[Rows from a pointing dataset]
+--
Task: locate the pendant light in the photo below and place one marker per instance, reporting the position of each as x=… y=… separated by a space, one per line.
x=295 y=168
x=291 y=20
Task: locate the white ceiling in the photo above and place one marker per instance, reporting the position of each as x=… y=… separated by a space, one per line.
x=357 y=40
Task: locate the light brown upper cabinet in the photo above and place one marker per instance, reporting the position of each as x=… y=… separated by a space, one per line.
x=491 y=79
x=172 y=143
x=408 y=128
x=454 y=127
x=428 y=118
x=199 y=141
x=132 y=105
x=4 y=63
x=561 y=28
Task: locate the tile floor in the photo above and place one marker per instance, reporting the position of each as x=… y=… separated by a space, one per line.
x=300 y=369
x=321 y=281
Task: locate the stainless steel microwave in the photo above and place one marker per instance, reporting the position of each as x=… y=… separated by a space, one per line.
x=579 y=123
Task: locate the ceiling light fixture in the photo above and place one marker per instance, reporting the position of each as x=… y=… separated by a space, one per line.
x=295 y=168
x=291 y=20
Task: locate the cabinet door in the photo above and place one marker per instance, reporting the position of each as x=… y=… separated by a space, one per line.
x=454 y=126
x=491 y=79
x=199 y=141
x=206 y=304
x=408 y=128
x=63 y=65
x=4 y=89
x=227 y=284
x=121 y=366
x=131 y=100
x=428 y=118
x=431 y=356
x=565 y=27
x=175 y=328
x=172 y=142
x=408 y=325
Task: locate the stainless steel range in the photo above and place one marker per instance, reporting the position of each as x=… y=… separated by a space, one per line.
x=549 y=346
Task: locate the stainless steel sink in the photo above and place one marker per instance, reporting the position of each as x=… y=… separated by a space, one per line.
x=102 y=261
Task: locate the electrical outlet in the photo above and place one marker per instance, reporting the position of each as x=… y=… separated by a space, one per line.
+--
Instruction: Please swap "marker" for "pin" in the stretch of data above from the line containing "Task: locate the light" through the line containing "x=321 y=281". Give back only those lines, otherwise unchanged.

Exercise answer:
Task: locate the light brown upper cabinet in the photo above and place one pin per instance, reporting the position of each as x=… y=… separated by a space, one per line.
x=491 y=79
x=172 y=143
x=408 y=128
x=454 y=127
x=428 y=118
x=199 y=141
x=132 y=105
x=4 y=63
x=561 y=28
Task: locate the tile floor in the photo above and place one pin per instance, reporting the position of each as x=… y=… separated by a space, one per line.
x=300 y=369
x=321 y=281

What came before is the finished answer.